# ROWS
■ ■ ■ ■ ■ ■ ■

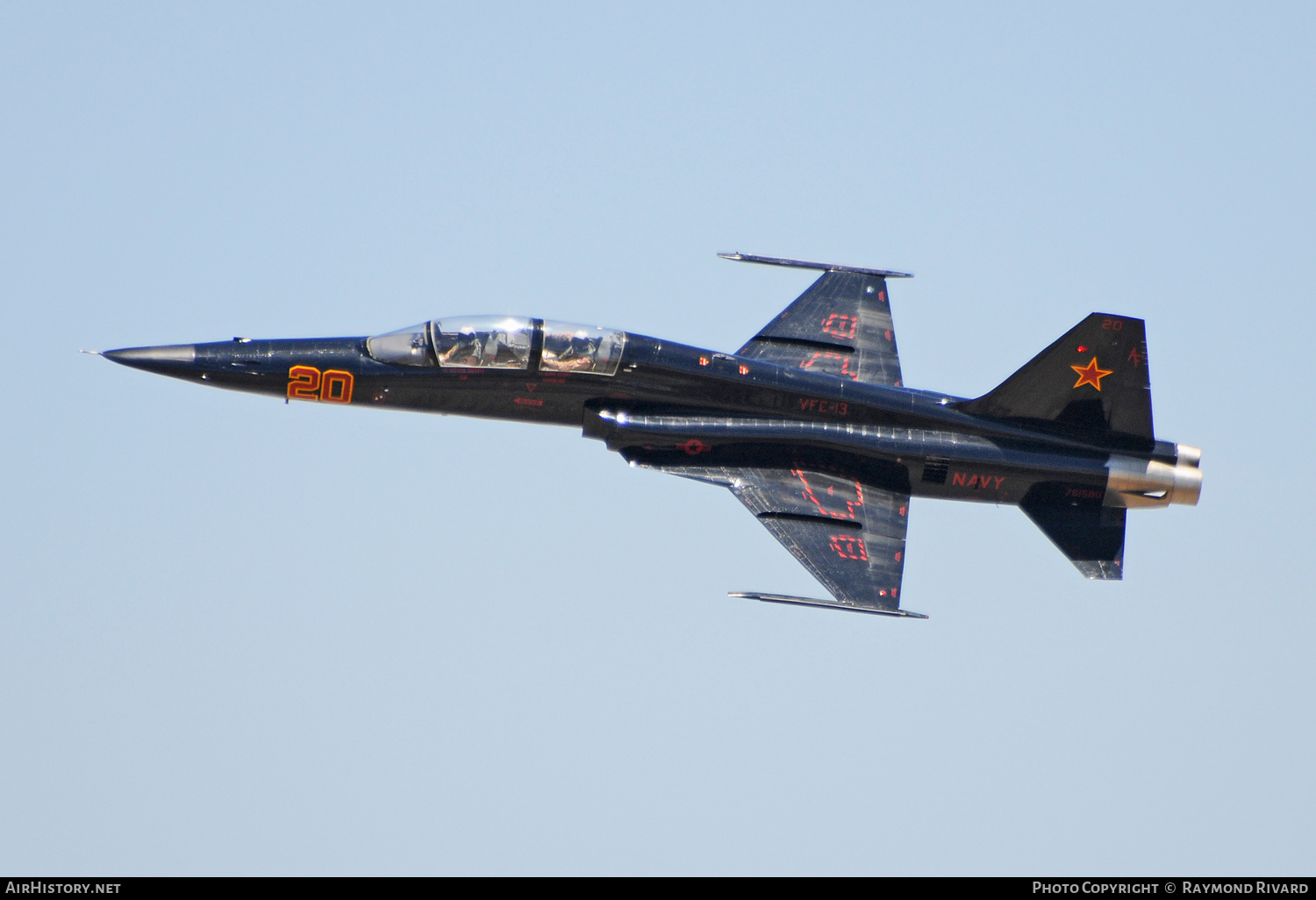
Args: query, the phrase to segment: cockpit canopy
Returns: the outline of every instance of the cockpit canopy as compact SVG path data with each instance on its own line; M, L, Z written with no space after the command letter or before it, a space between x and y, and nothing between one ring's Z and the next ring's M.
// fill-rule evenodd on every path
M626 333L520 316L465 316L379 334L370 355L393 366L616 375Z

■ ■ ■ ■ ■ ■ ■

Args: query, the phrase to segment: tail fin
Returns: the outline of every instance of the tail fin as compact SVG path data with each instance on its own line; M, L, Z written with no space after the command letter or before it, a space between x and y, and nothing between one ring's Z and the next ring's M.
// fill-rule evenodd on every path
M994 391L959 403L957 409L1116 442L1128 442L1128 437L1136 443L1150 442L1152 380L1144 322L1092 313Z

■ ■ ■ ■ ■ ■ ■

# EXERCISE DIRECTIONS
Copy out the rows word for word, starting at the line that contains "Args: query, the phrase to segment: tail fin" and ending after the line that contains "M994 391L959 403L957".

# SOLVED PROBLEM
Args: query, the phrase to segment: tail fin
Returns: the outline of every instance of the tail fin as compact SVG path data with each instance on its own line; M, L, Z written with no space after the command letter or before it, a space between x and y, and nothing between one ring's Z and the next ring's M.
// fill-rule evenodd on every path
M994 391L959 403L957 409L1116 442L1128 442L1128 437L1136 443L1150 442L1152 380L1144 322L1092 313Z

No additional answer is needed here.